Take the records underneath and set them down exactly.

Exercise inputs:
----------

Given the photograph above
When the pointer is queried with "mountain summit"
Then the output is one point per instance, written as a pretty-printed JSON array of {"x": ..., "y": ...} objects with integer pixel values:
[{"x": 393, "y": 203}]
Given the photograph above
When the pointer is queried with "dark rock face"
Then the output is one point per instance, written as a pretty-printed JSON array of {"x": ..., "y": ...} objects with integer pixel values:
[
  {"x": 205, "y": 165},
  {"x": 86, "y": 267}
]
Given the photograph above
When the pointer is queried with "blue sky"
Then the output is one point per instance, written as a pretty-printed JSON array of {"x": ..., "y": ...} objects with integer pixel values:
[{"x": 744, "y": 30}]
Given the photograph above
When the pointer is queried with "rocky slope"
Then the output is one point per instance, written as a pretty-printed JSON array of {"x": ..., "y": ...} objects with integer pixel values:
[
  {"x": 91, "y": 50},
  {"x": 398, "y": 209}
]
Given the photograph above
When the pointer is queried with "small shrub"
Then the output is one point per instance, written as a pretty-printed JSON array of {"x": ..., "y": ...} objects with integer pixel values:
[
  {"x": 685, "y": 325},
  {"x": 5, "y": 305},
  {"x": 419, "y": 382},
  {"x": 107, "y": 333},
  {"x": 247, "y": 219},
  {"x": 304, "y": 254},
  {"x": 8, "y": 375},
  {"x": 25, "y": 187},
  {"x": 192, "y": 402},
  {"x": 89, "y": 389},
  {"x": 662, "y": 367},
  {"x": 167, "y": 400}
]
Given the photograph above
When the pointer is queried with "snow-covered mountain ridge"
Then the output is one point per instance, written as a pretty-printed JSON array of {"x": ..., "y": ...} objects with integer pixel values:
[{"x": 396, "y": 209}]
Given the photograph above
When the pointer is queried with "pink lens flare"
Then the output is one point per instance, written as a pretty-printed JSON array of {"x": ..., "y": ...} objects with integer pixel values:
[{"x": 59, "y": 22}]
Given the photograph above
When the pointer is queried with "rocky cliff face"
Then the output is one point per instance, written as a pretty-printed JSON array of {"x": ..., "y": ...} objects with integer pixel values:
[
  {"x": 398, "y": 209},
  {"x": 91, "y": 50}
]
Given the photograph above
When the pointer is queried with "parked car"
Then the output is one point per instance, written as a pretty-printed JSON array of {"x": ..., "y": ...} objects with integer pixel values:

----------

Finished answer:
Given the photograph above
When the pointer is queried with "mountain summit"
Then the output is one point per instance, written as a pretty-printed JSON array of {"x": ..., "y": ...} objects with integer pixel values:
[{"x": 393, "y": 203}]
Given the photograph above
When the pointer is queried with "dark rock face"
Then the output is one point per instance, written as a pretty-printed JSON array of {"x": ..., "y": ...} objects with integer pixel values:
[
  {"x": 205, "y": 165},
  {"x": 86, "y": 267}
]
Given the photograph above
When the pointer is queried with "blue sky"
Then the output is one point per instance, written as a pretty-printed JSON array of {"x": ..., "y": ...} objects with integer pixel values:
[{"x": 744, "y": 30}]
Given the photograph above
When the pointer is queried with "rocky slope"
Then the output is one point per instance, written as a pretty-printed JSON array of {"x": ..., "y": ...} objects with integer pixel values:
[
  {"x": 91, "y": 50},
  {"x": 398, "y": 209}
]
Given the photograph above
When the pointer is queried with "small shrub"
Then the output is one point per instance, written as a pretty-printed JSON array of {"x": ..., "y": ...} objects with integer pixel values:
[
  {"x": 685, "y": 325},
  {"x": 5, "y": 305},
  {"x": 419, "y": 382},
  {"x": 107, "y": 333},
  {"x": 247, "y": 219},
  {"x": 304, "y": 254},
  {"x": 8, "y": 375},
  {"x": 25, "y": 187},
  {"x": 192, "y": 402},
  {"x": 89, "y": 389},
  {"x": 662, "y": 367},
  {"x": 167, "y": 400}
]
Given the photograph above
When the pointer is queried with "snow-covered mountain ridge"
Then the output is one point per instance, written as a pretty-printed JSON array of {"x": ..., "y": ...} objects with integer pixel values:
[{"x": 396, "y": 209}]
Given the photograph above
When the pointer is queried with "pink lens flare"
Then the output is one point per instance, written as a pretty-printed JSON array of {"x": ..., "y": ...} objects with integer pixel values:
[{"x": 59, "y": 22}]
Given the photograph above
When the pointer is queried with "rocky cliff face"
Then the output is one point per instance, written as a pretty-printed JSON array of {"x": ..., "y": ...} objects with integer pixel values:
[
  {"x": 398, "y": 209},
  {"x": 91, "y": 50}
]
Given the photograph above
When the pointer is queried with "parked car"
Then the output is one point per instance, written as a pretty-printed JSON array of {"x": ..., "y": ...} objects with integer pixel values:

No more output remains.